TASK GOAL — Only the lines from the one with "Where can the sky" to the end of the data below should be given again, exactly as written.

*-*-*

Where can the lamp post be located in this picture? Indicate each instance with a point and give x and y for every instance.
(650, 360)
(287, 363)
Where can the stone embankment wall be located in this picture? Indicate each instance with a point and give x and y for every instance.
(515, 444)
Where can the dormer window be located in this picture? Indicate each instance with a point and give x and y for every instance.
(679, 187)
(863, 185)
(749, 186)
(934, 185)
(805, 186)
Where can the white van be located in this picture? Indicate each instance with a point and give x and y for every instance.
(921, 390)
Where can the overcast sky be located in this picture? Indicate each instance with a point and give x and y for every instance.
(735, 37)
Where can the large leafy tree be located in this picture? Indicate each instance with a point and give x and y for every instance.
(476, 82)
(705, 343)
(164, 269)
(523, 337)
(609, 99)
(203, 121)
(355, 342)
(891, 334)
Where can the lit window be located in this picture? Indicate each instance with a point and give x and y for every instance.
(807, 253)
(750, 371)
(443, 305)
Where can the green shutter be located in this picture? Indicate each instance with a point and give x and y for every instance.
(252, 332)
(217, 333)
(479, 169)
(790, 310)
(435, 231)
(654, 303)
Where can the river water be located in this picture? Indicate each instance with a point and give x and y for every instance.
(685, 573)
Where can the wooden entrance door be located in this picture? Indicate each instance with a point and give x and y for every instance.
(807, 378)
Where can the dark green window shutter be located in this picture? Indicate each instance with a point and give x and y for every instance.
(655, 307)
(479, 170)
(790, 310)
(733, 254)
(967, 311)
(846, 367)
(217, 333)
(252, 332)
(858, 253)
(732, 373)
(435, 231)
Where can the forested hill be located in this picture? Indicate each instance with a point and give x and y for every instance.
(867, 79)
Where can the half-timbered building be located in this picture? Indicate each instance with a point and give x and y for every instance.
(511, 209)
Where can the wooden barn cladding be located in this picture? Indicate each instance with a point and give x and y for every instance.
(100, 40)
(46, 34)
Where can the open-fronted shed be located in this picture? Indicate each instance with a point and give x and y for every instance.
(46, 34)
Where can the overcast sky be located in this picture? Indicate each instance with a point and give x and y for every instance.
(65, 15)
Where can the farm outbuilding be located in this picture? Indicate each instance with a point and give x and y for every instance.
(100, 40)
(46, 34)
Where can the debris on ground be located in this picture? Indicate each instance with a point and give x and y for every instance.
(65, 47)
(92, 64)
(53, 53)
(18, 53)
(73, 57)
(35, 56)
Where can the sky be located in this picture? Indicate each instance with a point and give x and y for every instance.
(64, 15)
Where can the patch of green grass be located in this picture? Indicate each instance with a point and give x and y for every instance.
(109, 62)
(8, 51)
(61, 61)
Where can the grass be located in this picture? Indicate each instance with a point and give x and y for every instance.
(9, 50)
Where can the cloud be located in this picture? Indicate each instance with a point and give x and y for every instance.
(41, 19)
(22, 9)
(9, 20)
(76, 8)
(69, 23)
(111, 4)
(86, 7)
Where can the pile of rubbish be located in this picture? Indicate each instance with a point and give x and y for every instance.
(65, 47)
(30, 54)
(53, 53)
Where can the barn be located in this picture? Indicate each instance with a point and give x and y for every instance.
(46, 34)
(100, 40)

*-*-*

ANSWER BOX —
Where can the sky be located in this picture? Indicate each instance with a point and give x and y for every instance.
(64, 15)
Where can the patch of green grass be located in this picture? Indicate each instance with a point and give x and y for every instance.
(109, 62)
(8, 51)
(61, 61)
Where can the grass be located in this picture? Indicate each instance with a point and give x and y for every instance.
(9, 50)
Where can the cloud be located in this picture? Indicate each instance with a point and give x and y for every instance.
(41, 19)
(22, 9)
(9, 20)
(76, 8)
(69, 23)
(111, 4)
(86, 7)
Where can the pile of rubbish be located in this picture? Indicate each instance with a point and give x and y for every instance.
(65, 47)
(30, 54)
(53, 53)
Where can the barn be located in this picture? Indicate each instance with a point and give x and y for every instance.
(46, 34)
(100, 40)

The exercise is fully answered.